(Aim of the task) Please convert the entries starting at the line containing "[Batch spec] Target class: white wall." and ending at the line containing "[[471, 124, 508, 177]]" into a two-column CSV with the columns entry_text and answer, one row per entry. Put each value in a single quoted field, with line breaks turned into spaces.
* Start Data *
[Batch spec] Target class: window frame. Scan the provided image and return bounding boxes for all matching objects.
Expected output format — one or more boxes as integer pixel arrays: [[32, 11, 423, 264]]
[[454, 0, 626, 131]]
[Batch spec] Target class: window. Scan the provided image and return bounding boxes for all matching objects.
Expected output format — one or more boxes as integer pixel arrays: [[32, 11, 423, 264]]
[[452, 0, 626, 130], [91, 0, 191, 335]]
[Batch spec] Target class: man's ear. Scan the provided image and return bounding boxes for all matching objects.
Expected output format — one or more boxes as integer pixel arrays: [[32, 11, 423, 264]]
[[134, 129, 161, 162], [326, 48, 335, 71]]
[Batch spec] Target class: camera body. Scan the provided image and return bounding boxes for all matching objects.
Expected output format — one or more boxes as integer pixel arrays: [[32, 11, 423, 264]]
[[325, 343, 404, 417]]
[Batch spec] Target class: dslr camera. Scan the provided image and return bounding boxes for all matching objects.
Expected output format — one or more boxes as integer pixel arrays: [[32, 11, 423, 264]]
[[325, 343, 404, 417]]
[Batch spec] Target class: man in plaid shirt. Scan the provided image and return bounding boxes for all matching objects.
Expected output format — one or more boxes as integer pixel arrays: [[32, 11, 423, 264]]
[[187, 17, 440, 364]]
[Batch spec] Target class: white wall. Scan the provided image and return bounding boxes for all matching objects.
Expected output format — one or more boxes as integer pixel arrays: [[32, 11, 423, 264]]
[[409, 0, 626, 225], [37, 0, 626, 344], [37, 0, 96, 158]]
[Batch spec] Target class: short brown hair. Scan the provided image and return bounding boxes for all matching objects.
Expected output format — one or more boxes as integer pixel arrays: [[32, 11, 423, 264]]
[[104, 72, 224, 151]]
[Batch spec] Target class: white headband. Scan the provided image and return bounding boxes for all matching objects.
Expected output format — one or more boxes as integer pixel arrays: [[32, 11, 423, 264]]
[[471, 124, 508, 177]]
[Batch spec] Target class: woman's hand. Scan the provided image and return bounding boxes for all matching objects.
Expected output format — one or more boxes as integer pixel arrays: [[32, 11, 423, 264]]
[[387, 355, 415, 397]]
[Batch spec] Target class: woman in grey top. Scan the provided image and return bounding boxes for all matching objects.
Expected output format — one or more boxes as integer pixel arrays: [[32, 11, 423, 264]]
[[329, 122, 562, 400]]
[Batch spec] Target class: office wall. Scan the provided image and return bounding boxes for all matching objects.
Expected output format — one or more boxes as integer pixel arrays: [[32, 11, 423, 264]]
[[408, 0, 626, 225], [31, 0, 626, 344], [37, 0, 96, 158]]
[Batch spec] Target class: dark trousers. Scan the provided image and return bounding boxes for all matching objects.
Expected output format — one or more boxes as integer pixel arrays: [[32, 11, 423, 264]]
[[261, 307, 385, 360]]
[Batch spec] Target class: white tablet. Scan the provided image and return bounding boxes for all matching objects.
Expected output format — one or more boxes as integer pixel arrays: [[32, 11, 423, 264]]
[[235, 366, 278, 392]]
* End Data *
(The solution)
entry_text,answer
"[Batch spec] Target class: white wall. Scan the provided image and return bounding boxes for all matching objects. Expected output format — one or more boxes as integer pixel arrays: [[32, 11, 423, 264]]","[[409, 0, 626, 225], [37, 0, 626, 344], [37, 0, 96, 158]]"
"[Batch spec] Target class: short brown hair. Scan the provided image and return bounding boxes for all matching objects. Expected output format — one or more boxes as integer pixel arrays: [[32, 11, 423, 264]]","[[104, 72, 224, 151]]"
"[Batch spec] Target class: white headband. Scan the provided image and return bounding boxes for all matching objects. Expected output format — one or more boxes as integer pixel arrays: [[32, 11, 423, 264]]","[[471, 124, 508, 177]]"